Your job is to return each record exactly, minus any pictures.

============================================================

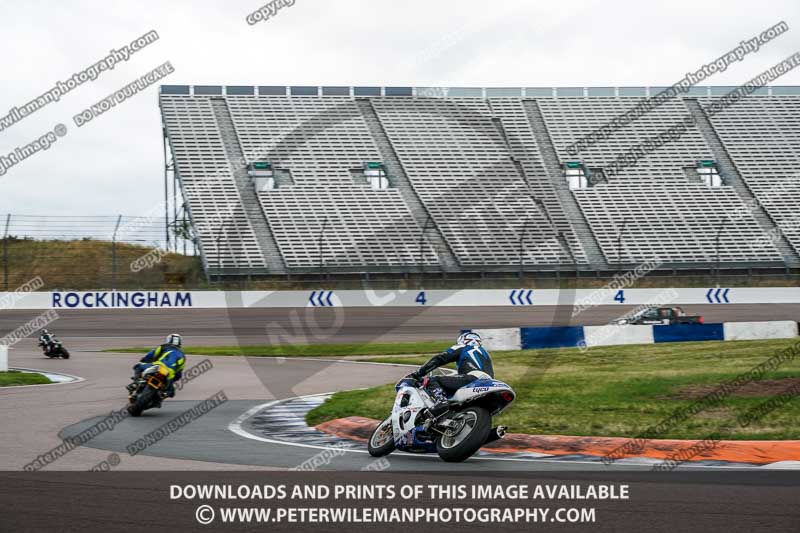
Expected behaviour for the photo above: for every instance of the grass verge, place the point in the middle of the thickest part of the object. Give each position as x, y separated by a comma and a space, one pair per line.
310, 350
12, 378
621, 390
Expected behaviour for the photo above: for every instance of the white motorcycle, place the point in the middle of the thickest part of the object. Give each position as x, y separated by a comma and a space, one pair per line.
456, 434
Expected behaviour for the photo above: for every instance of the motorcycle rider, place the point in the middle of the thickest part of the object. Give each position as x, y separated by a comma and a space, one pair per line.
46, 339
472, 360
169, 355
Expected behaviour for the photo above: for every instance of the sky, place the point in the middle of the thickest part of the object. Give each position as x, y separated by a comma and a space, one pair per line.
114, 164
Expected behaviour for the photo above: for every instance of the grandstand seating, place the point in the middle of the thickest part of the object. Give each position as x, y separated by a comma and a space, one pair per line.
320, 141
762, 136
459, 164
225, 235
485, 170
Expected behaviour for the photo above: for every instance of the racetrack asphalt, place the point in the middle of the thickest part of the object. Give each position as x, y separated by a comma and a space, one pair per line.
38, 416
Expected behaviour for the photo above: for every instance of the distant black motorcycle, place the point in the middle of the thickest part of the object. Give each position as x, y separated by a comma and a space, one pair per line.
148, 390
53, 348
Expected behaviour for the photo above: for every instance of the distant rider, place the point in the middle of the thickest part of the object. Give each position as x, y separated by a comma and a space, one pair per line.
46, 340
170, 356
472, 360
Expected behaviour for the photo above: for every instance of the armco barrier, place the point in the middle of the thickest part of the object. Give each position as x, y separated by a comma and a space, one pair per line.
553, 337
740, 331
321, 297
613, 335
501, 339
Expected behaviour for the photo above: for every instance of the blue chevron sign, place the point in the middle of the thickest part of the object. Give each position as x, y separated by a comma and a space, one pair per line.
321, 298
521, 297
713, 296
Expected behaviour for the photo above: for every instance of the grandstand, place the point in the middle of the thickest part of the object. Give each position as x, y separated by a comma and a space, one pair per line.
283, 180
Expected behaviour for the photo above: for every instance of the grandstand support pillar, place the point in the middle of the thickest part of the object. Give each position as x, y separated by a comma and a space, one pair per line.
717, 241
219, 254
5, 253
319, 244
164, 147
619, 243
114, 254
553, 226
422, 249
564, 245
522, 234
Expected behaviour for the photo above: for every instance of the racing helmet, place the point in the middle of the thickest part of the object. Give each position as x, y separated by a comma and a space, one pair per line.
469, 338
174, 339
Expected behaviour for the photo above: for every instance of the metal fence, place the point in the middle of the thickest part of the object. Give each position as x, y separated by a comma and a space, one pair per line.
88, 252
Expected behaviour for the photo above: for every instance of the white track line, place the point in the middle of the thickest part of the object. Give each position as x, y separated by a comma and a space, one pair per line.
73, 379
236, 427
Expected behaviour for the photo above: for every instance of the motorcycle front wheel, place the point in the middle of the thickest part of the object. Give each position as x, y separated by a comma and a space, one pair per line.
461, 442
382, 440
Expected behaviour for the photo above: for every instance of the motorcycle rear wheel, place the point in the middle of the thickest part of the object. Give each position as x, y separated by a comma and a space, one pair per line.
475, 422
381, 442
143, 401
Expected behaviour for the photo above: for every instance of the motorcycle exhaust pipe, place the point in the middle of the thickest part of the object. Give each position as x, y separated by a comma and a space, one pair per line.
496, 434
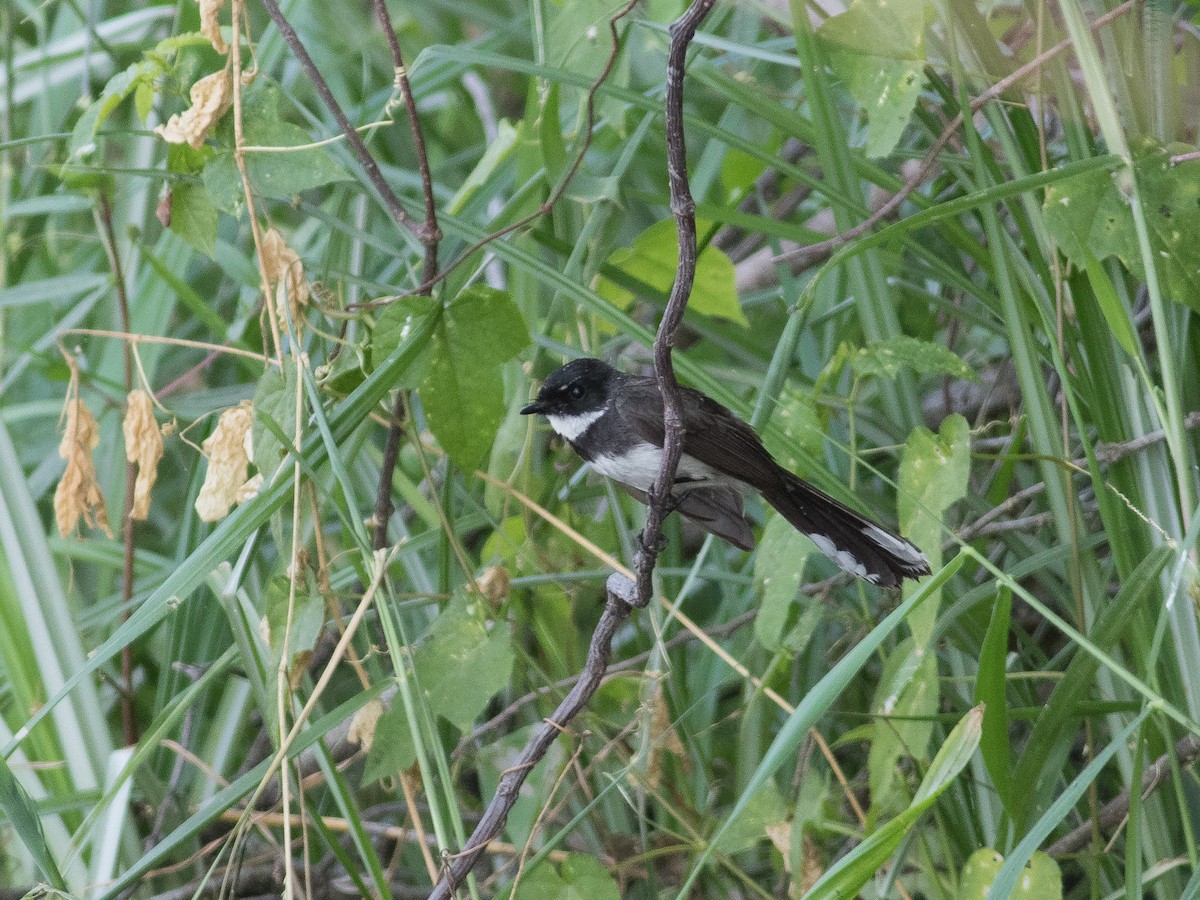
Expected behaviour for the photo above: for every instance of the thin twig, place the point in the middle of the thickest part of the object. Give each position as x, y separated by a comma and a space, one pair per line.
616, 611
563, 183
684, 210
129, 708
390, 201
1187, 751
622, 593
617, 669
813, 252
431, 237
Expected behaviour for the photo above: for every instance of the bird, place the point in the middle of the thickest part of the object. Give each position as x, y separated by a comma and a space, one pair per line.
615, 421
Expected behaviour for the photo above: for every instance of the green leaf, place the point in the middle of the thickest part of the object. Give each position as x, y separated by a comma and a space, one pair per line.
1041, 880
795, 426
846, 877
193, 217
907, 690
887, 359
391, 749
766, 808
877, 48
653, 259
463, 661
280, 174
934, 472
462, 391
275, 405
990, 690
497, 757
307, 615
394, 325
1036, 775
1090, 217
778, 573
579, 877
21, 813
814, 705
507, 138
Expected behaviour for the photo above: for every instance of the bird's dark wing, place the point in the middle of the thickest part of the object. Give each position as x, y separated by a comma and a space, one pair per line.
712, 433
718, 510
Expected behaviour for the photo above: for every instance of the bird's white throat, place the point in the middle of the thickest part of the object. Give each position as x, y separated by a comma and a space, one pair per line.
573, 426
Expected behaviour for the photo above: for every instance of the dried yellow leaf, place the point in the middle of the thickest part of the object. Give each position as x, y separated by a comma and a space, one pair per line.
363, 725
210, 25
143, 445
211, 96
78, 493
493, 585
227, 450
286, 273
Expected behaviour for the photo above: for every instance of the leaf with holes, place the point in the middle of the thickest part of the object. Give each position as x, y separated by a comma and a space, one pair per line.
462, 391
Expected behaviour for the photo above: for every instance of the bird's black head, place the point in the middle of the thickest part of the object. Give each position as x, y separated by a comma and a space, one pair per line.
577, 388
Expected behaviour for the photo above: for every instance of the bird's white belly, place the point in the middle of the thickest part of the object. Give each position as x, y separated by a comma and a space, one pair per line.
640, 467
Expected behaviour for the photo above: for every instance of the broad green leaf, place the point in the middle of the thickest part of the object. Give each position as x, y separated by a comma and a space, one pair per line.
846, 877
778, 573
934, 473
275, 418
814, 705
1041, 880
462, 393
307, 615
21, 813
577, 37
193, 217
887, 359
280, 174
463, 661
579, 877
990, 690
1090, 217
795, 429
394, 325
907, 690
653, 259
877, 48
138, 78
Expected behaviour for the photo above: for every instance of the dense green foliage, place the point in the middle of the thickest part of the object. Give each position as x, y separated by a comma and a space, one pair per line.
1008, 366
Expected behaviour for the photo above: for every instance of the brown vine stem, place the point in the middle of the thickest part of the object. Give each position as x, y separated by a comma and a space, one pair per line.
568, 177
389, 198
813, 252
1113, 814
431, 237
623, 594
129, 709
684, 209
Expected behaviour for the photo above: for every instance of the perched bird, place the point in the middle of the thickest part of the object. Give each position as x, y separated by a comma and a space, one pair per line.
615, 421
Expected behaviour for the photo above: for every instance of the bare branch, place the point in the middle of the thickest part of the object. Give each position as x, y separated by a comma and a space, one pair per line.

============================================================

● Final answer
Expected behaviour for the photo above: for every instance of the grass verge, place the point in the middle of the thickest part of the object. Give each position as x, y separated by a comma and a space, one pair per line.
310, 350
12, 378
621, 390
Expected behaviour for the photo above: for every instance of the white motorcycle, place the point in the middle of the thickest part of the object. Give each position as x, y separated by a comma and a space, one pair per line.
456, 434
Expected behaviour for the photo above: for every instance of the motorcycle rider, place the point in the middle of the thickest part of the object. Give each position as x, y separated by a comma and a space, one pair per line.
46, 339
472, 360
169, 355
Expected behaviour for the photo above: for every instance of the sky, place the point in the middle of the thickest part of the object. Give each position as x, y separated by a comma and a space, one pair per line.
114, 164
Expected behaviour for the photo above: for every instance of the grandstand seating, place the point in the middle of the thickest part of the object. Give each position as x, y separated by a comma and a space, one pair per line.
320, 141
762, 136
459, 164
225, 235
485, 170
Expected behaviour for the photo above: for every instance of the racetrack asphalt, place the point in the middle of the thickest part of the object. Give each position as x, y separated by a comma and a space, one pair per line.
38, 416
Expected behaviour for the photo above: for every instance of the distant black motorcycle, place the point in the middle of the thickest part of the object. Give each position as x, y separated by a comma and a space, one pair per line.
148, 390
53, 348
Expected behaviour for the photo above: for every instance of the distant rider, place the point in the middle of the thickest part of the object. Give each position as x, y separated by a comma and a space, one pair per line.
46, 340
170, 356
472, 360
Expected behaviour for the photo above: for every instance of the armco barrier, place the point in the middle of the thickest part of the object. Give each position as x, y separated by a comma and a space, one pair per line.
553, 337
740, 331
321, 297
613, 335
501, 339
Expected behaviour for the photo above: for every instance of the blue chevron sign, place the point in the middle of the thickest part of the object. Give each position as x, y separated by a comma and a space, one pair per line.
321, 298
521, 297
713, 296
Expected behaviour for the photo above: for every instance of the grandstand, place the point in the middle of the thickest part of the object. Give each position as x, y separated by a comma and a space, one pair per line.
283, 180
Expected behaviour for the photo above: for every instance of the grandstand support pillar, place the point in the middle of the thickest part of the object. Give each position as x, y separated by a comma and a space, one pair per line.
717, 241
219, 254
5, 253
319, 244
164, 147
619, 243
114, 254
553, 226
422, 249
564, 245
522, 234
Expected behaviour for the photo above: for every instance of the racing helmet, place the point in the middle of the thickest part of the object. Give each position as x, y separated by a comma and a space, one pair per line.
469, 338
174, 339
Expected behaviour for the photo above: for every instance of the metal fence, place the point in the middle of the thickest part of the object. Give each position as x, y separated by a comma and a space, one pair per line.
88, 252
Expected behaviour for the photo above: for every instance of the white track line, place the point in the middle of the thickest part of the object. Give each position as x, y separated by a comma and a space, one pair per line.
73, 379
236, 427
Expected behaviour for the photo above: for every instance of the motorcycle front wheel, place the point in the middle of the thickest part of the object. Give each position as x, y separated by a comma and a space, one pair per line.
461, 442
382, 440
Expected behaviour for the photo above: for every instance of the motorcycle rear wheel, place the point in the middle of the thickest part of the object. Give each position as x, y separated by a comma and a space, one pair per line.
475, 422
381, 442
143, 401
Expected behaviour for the photo above: for every instance of the motorcycle exhaust pipe, place the point in the middle of the thickest part of the object. Give each position as x, y separated by a comma and a space, one pair per line.
496, 434
Expected behaviour for the photo above: for every instance of the thin twig, place the point in the middle of the thickest part of the object. Give each position as x, y separated by a comma and a space, one pair per line.
616, 611
563, 183
684, 210
129, 708
390, 201
1187, 751
622, 593
617, 669
813, 252
431, 237
Expected behaviour for the photo above: for every instance of the bird, place the point in the middle of the thickest part of the object. Give each position as x, y separated by a comma and a space, one pair per line.
615, 421
Expected behaviour for the photo above: for every instance of the green leaf, place the point in the middle of the thickest part of the object. Give each position as x, y separated by a comma and a space, one pair per line.
1041, 880
795, 426
846, 877
193, 217
907, 690
887, 359
391, 749
766, 808
877, 48
653, 259
463, 661
280, 174
934, 472
462, 391
275, 405
990, 690
497, 757
307, 615
394, 325
1036, 775
1090, 217
778, 573
579, 877
21, 813
814, 705
507, 138
Expected behaviour for the photo above: for every instance of the bird's dark wing, place the point in the middle of the thickest part of the object. Give each position as x, y separated by a comma and a space, one pair per line.
712, 433
718, 510
Expected behaviour for the photo above: for every instance of the bird's white throat, place the point in the middle of the thickest part of the object. Give each position as x, y separated by a comma and a space, one pair per line.
573, 426
Expected behaviour for the photo above: for every instance of the dried yellow leaf, place the point in the middle of the thickest part of the object. Give each position as x, y separated by a comma and a space, one pair per line.
363, 725
210, 25
143, 445
211, 96
78, 493
493, 585
227, 450
286, 273
Expected behaviour for the photo above: for every instance of the leaf with holes, place the point in the middle of the thickest part of the object. Give each position as x, y separated by a comma and a space, one pair per line.
462, 391
Expected behaviour for the photo above: for every instance of the bird's black head, place the point in the middle of the thickest part of the object. Give each position as x, y separated by a comma and a space, one pair per line.
577, 388
Expected behaviour for the photo above: for every instance of the bird's white belly, place the point in the middle of the thickest part of the object. Give each position as x, y separated by a comma and a space, one pair per line.
640, 467
Expected behaviour for the photo above: for every instance of the broad green leaf, place the point in the middle of the thickest part of the object. Give each position as x, y separated by a comma and a space, one pair per line.
846, 877
778, 573
934, 473
275, 418
814, 705
1041, 880
462, 393
307, 615
21, 813
577, 37
193, 217
887, 359
280, 174
463, 661
579, 877
990, 690
1090, 217
795, 429
394, 325
907, 690
653, 259
877, 48
138, 78
Expected behaviour for the photo above: for every instance of the dense green foliage, place the point in the middle of the thickest part of the object. Give each position as x, y separated by a comma and a space, one pair per line.
1008, 366
Expected behaviour for the photo above: for every instance of the brown vine stem, place the point in the middle of the thickest part of the object. Give each position as x, y separated by a comma and a space, one pair per line.
568, 177
389, 198
813, 252
1113, 814
431, 237
623, 594
129, 709
684, 209
Expected behaviour for the photo above: for every instance of the perched bird, place the point in the middle of the thickest part of the object. Give each position as x, y separated by a comma and a space, one pair per line.
615, 421
Expected behaviour for the photo above: for every instance of the bare branch, place the point in the middle of the thickest part of the object. Give each position as x, y separated by a comma and a space, one pair per line.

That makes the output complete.